- **Page text**:
______
Search code examples
valgrindmassif

Monitoring memory consumption over more than 1 hour


I am trying to monitor the memory consumption of a process for a long time with Valgrind's massif. The process is active and does some routine operations at specific time intervals and I would like to see the memory consumption of all the process.

I launch the process with:

valgrind --tool=massif --trace-children=yes <program name> <arguments>

My program is creating a daemon.

I see massif creating a file for the main process that exits almost immediately while the other one is still alive. When I kill the daemon process, massif outputs another file with the pid of the daemon. However, I notice that I'll get this second file only if I let the process run for no more than 15 minutes or so. If I let it run more, no file is generated. Valgrind shows no errors.

I suspect that valgrind is not able to handle such a big amount of information, is that correct? Any suggestion on how I could achieve my objective in any other way?
______
- **Source excerpt**:
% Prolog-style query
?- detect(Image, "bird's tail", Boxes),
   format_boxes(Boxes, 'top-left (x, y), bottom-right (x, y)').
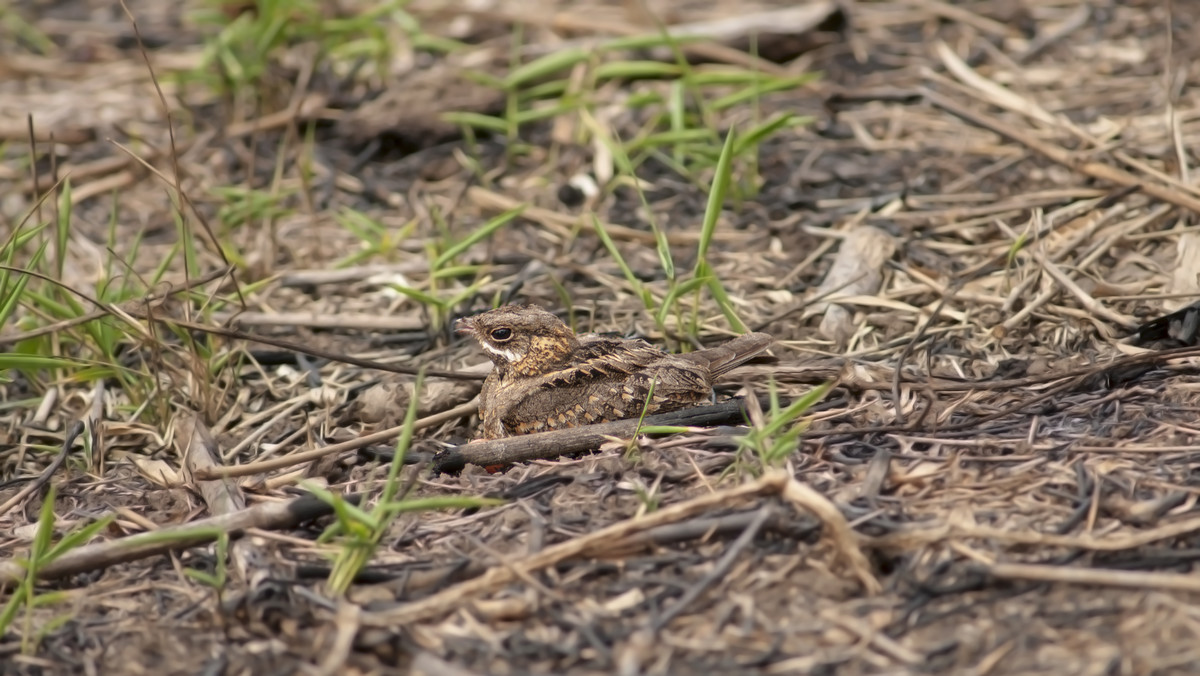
top-left (679, 334), bottom-right (775, 381)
______
- **Exercise requirements**: Extend the forum post about monitoring a daemon's memory use with Valgrind's massif, picking up right after its final sentence. The lines above are separate material and have no connection to the text about Valgrind's massif tool.

- **Result of the task**:
I am running the latest version of valgrind: 3.12.0


Solution

  • If valgrind encounters a problem (such as an out of memory condition), it is supposed to produce an error message. A possible reason to have no error message when valgrind dies is to have valgrind killed -9 or killed by the OOM.

    What you could do to check this is to use vgdb in a loop in another window, doing something like:

      while true
      do
         vgdb .... valgrind monitor command ...
         sleep 60
      done
    

    As monitor command, you can either use a command to obtain the internal state of the valgrind memory:

         vgdb  v.info stats
    

    or, alternatively when running under massif, you can produce a memory snapshot every 60 seconds or so by using

         vgdb detailed_snapshot filenameXXX
    

    (you need to change the filename for each snapshot)

    See http://www.valgrind.org/docs/manual/manual-core-adv.html#manual-core-adv.gdbserver for more info about vgdb and monitor commands.